EXCERPT PROVIDED:
BEGIN
Commentary

Brand Electrodes?

By implanting electrodes directly into a part of participants' brains, scientists at UC Berkeley (where else) have found a way to reconstruct words someone hears based on their brain waves. When patients were given words to think about, the team was able to guess which word the participants had chosen. They were even able to reconstruct some of the words, turning the brain waves they saw back into sound with a computer model that deduced what the waves meant. In the BBC report I read, this was positioned as a potential breakthrough for people who have speech disorders, leading to a prosthetic device for folks who can't speak but who can simply imagine what they want,  and thus be understood.

But I can see ad researchers just dying to fire up their own electrodes to see if brand messages resonate with audiences for their commercials. After all, they have already tried galvanic skin response and measured just about every other part of the brain to see if anybody gets excited by an aging Matthew Broderick reprising Ferris Bueller in order to sell some cars. In fact, if the public had any idea the extent to which Adland has probed their emotions, bodily reactions and brain activity in order to grab another .01% of market share, they would have an even lower opinion of our industry than they already do (which is almost impossible, since admen are pretty near the bottom now).

So what? Every industry uses "science" to research how to better sell to their customers with surveys, focus groups, monitoring social media or the Net in general for negative/positive product mentions, mall intercepts, etc. All this may become unnecessary, since as cyber time goes by we leave more and more collectable data about the things we really buy. Sooner or later researchers will be able to draw a pretty straight line between an ad exposure and a purchase (the fight over attribution notwithstanding). Or not.

While most of those marketers who sprang up to $3.5 million per 30-second spot in Sunday's You-Know-What, will see all sorts of response to their ads from tweets, to web traffic, ad trade reviews, and increased retail sales in the days that follow, there will be still be lingering doubt about the ROI of such a spend -- as there is about all advertising.
END
WORK ORDER 1:
Answer these questions from the commentary on brain electrodes:
(a) At which university did the scientists implant the electrodes?
(b) Which actor is said to reprise Ferris Bueller in order to sell cars?
(c) What price per 30-second spot is given for Sunday's broadcast?
WORK ORDER 2:
Put this sentence from the commentary on brain electrodes into Spanish: "Sooner or later researchers will be able to draw a pretty straight line between an ad exposure and a purchase (the fight over attribution notwithstanding)."
WORK ORDER 3:
Write the next part of the commentary on brain electrodes and advertising, picking up after its final sentence.
The listing has no connection to the commentary on brain electrodes.

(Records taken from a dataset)
BEGIN
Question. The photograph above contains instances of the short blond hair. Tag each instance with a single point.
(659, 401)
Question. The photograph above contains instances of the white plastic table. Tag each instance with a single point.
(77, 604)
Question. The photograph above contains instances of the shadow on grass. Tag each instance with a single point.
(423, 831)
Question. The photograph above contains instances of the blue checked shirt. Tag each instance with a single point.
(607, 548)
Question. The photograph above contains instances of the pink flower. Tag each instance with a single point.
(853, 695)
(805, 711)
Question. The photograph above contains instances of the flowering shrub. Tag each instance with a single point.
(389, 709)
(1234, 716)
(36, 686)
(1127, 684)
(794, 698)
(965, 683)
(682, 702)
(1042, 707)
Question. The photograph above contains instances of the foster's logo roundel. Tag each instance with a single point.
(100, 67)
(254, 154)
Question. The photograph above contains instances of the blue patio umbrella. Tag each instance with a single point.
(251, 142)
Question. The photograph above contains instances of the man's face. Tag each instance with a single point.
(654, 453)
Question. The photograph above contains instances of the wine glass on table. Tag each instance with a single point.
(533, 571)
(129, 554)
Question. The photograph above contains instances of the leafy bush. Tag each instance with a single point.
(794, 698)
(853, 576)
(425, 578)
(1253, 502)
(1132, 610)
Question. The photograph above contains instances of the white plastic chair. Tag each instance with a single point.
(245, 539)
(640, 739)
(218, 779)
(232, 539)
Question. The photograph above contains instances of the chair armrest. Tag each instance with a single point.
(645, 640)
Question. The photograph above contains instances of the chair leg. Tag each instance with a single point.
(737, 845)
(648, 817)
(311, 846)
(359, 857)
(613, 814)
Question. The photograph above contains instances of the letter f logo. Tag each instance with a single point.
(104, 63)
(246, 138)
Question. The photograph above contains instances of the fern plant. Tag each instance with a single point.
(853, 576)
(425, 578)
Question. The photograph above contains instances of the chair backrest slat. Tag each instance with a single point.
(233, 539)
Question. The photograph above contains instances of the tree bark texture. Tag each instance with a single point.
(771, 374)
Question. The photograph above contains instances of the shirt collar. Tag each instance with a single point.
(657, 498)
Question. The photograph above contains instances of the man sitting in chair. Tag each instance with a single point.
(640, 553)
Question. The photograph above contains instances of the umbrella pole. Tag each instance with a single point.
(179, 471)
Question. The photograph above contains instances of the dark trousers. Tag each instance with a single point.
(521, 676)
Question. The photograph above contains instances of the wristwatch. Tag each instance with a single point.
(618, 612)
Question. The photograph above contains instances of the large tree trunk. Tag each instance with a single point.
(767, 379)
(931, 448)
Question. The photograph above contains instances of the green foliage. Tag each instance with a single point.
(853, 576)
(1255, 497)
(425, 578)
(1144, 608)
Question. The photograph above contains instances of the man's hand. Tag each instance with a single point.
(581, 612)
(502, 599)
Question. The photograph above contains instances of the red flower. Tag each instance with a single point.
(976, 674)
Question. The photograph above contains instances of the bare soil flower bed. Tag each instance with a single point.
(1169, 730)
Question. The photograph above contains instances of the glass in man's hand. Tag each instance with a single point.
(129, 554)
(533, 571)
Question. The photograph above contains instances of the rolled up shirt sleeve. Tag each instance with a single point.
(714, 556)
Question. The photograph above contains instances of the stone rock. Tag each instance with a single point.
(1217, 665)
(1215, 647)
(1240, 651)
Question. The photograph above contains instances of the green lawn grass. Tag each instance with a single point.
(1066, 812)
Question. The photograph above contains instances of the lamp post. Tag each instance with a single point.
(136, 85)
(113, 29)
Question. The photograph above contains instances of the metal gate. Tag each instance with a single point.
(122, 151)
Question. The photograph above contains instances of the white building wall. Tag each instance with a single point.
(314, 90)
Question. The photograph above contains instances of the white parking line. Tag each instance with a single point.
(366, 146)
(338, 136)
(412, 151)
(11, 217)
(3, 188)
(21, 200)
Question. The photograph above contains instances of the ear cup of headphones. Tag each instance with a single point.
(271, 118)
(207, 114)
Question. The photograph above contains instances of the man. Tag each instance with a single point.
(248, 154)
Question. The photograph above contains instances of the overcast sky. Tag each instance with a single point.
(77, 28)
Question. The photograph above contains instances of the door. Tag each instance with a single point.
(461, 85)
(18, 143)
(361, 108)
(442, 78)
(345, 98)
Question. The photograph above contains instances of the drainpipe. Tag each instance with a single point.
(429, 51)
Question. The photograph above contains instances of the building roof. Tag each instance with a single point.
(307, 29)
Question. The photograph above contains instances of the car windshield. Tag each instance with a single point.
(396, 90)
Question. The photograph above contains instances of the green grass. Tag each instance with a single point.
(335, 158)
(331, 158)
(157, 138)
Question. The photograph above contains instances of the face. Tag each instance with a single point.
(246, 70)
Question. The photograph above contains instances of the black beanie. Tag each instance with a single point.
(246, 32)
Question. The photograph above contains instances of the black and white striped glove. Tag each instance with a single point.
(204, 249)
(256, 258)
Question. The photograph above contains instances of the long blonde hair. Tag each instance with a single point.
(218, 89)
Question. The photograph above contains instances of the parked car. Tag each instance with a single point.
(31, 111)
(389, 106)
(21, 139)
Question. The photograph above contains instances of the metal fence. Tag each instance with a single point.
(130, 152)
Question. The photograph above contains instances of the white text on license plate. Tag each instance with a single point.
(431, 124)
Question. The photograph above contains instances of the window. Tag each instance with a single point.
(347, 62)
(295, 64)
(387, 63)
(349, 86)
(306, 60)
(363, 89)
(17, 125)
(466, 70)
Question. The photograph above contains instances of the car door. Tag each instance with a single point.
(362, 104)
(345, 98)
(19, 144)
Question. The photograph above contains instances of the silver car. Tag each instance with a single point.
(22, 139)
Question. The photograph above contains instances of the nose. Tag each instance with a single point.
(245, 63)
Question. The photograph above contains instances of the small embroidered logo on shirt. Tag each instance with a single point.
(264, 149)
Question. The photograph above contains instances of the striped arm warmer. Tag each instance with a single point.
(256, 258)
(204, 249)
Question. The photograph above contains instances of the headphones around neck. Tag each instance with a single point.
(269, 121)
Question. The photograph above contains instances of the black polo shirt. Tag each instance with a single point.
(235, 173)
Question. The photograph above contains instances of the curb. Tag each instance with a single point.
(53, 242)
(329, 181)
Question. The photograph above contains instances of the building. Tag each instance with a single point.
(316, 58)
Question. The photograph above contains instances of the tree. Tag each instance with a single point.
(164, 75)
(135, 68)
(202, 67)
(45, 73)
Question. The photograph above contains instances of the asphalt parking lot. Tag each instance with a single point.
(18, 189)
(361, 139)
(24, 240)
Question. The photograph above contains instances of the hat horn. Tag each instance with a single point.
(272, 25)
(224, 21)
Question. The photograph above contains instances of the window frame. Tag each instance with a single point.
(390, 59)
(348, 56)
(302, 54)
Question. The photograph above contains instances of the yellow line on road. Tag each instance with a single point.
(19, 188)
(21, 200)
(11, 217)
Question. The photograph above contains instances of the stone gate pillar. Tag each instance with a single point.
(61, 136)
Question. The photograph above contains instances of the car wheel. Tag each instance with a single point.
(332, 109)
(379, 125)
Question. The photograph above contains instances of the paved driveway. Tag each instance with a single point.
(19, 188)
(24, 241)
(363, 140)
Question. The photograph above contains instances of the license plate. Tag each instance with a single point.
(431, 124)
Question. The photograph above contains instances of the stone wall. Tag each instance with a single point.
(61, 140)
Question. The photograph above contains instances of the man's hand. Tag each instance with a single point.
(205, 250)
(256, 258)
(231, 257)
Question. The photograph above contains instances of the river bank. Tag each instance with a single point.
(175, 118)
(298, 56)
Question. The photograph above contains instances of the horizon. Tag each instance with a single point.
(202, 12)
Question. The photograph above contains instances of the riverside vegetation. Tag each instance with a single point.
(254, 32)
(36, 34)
END
YOUR RESPONSE 1:
(a) UC Berkeley
(b) Matthew Broderick
(c) $3.5 million

YOUR RESPONSE 2:
Tarde o temprano, los investigadores podrán trazar una línea bastante recta entre la exposición a un anuncio y una compra (a pesar de la disputa sobre la atribución).

YOUR RESPONSE 3:
The prompt to interact with a brand (including actually buying it) for me comes from all over the place, including nearly every form of advertising from direct mail to newspapers to TV, online and outdoor, but also from direct recommendations from friends and relatives ("influencers" as they are called in the biz, I guess), savvy store clerks, online specialists, end-aisle displays, shelf hangers, truck panels, almost anywhere except phone calls and radio.

Like you, I do everything humanly possible to avoid ads. I hardly ever watch anything live on TV anymore so I can skip the endless spots in each pod. I pay for ad-free radio in my cars and on my desktop. I toss 99% of direct mail unopened. I have a policy of not reading stickers slapped on my newspapers and tearing out any and every unusual ad format from magazines before I read them.

Yet, I am still influenced by ads. I know that and accept it (although some of the extreme, in-your-face forms of ads -- from being sprayed in a department store to guerrilla street ads to skywriting -- REALLY piss me off).  But the process of moving me down the funnel is often far more complex than can be deduced by any form of research (although I am perfectly happy to have an attractive co-ed follow me around 24/7).  I have brand loyalty to some products and services that is decades old -- and NOTHING anyone says will change that. On the other hand, I will try something new in a heartbeat -- especially if a brand (or retailer) breaks one of its fundamental promises to me.

But I tell you what, you can electronically read my id, ego, subconscious, hypothalamus , or, as Kingfish once famously said, "my sapo-cracker-jack" -- and I swear it will be no predictor of what I plan to buy next.

But you could just ask me. For some consideration, I'll give you an electrodes-free list of brands that are in and brands that are out. At least for today.